* READING TEXT
/---

Klement, R., Soumpasis, D. M., von Kitzing, E., & Jovin, T. M. (1990). Inclusion of ionic interactions in force field calculations of charged biomolecules – DNA structural transitions. Biopolymers, 29(6-7), 1089-1103. doi:10.1002/bip.360290620.


Cite as: http://hdl.handle.net/11858/00-001M-0000-0013-0DDF-4
Abstract
The potential of mean force (PMF) approach for treating polyion–diffuse ionic cloud interactions [D. M. Soumpasis (1984) Proceedings of the National Academy of Sciences USA81, 5116–5120] has been combined with the AMBER force field describing intramolecular interactions. The resultant generalized AMBER-PMF force field enables one to treat the conformational stabilities and structural transitions of charged biomolecules in aqueous electrolytes more realistically. For example, we have used it to calculate the relative stabilities of the B and Z conformations of d(C-G)6, and the B and heteronomous (H) conformations of dA12 · dT12, as a function of salt concentration. In the case of d(C-G)6, the predicted B–ZI transition occurs at 2.4M and is essentially driven by the phosphate-diffuse ionic cloud interactions alone as suggested by the results of earlier PMF calculations. The ZII conformer is less stable than the B form under all conditions. It is found that the helical parameters of the refined B and Z structures change with salt concentration. For example, the helical rise of B-DNA increases about 10% and the twist angle decreases by the same amount above 1M NaCl. In the range of 0.01–0.3M NaCl, the H form of dA12 · dT12 is found to be more stable than the B form and its stability increases with increasing salt concentration. The computed greater relative stability of the H conformation is likely due to noninclusion of the free energy contribution from the spine of hydration, a feature presumed to stabilize the B form of this sequence.

\---

* PROVIDED MATERIAL
/---

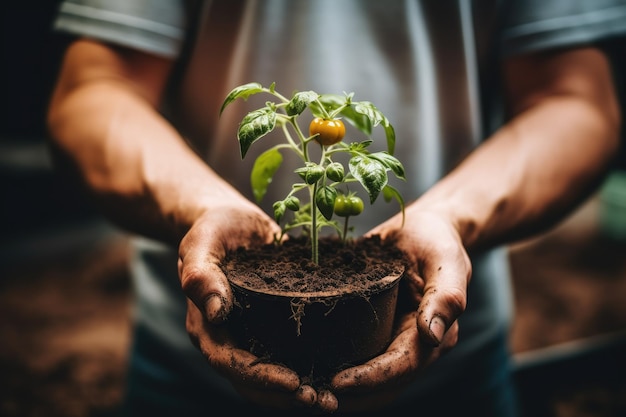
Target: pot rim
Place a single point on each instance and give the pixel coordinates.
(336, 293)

\---
/---

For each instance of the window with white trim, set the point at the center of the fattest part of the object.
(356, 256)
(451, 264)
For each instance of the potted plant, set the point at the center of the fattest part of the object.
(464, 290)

\---
/---

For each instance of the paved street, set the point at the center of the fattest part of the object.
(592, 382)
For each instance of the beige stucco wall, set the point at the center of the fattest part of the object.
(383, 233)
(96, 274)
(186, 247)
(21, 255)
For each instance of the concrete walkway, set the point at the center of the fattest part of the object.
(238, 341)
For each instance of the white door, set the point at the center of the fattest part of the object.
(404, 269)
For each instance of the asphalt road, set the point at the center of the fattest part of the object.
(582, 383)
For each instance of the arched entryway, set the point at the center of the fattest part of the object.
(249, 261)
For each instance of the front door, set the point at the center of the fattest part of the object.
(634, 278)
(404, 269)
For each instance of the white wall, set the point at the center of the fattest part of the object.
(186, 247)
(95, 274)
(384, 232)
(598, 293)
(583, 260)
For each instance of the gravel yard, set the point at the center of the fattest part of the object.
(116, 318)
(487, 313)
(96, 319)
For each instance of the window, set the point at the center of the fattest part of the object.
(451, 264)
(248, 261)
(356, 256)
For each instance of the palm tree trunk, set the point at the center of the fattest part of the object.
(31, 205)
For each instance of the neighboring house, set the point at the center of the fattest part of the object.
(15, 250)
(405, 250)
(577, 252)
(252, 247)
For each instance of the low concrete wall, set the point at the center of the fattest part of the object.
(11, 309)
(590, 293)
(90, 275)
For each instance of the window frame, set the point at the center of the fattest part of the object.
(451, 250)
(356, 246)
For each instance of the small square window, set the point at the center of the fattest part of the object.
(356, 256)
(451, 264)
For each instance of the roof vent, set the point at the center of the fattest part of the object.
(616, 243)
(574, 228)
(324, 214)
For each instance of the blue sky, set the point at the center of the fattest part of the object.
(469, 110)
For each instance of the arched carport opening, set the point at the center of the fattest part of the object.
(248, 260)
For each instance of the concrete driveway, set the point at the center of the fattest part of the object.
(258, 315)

\---

* AIM OF THE EXERCISE
In the abstract on DNA structural transitions, swap "ionic interactions" for "electrostatic interactions" and write out the passage between "Klement, R., Soumpasis, D." and "29(6-7), 1089-1103. doi:10.1002/bip.360290620.", inclusive. The material comes from a different source than the abstract.

* EXERCISE ANSWER
Klement, R., Soumpasis, D. M., von Kitzing, E., & Jovin, T. M. (1990). Inclusion of electrostatic interactions in force field calculations of charged biomolecules – DNA structural transitions. Biopolymers, 29(6-7), 1089-1103. doi:10.1002/bip.360290620.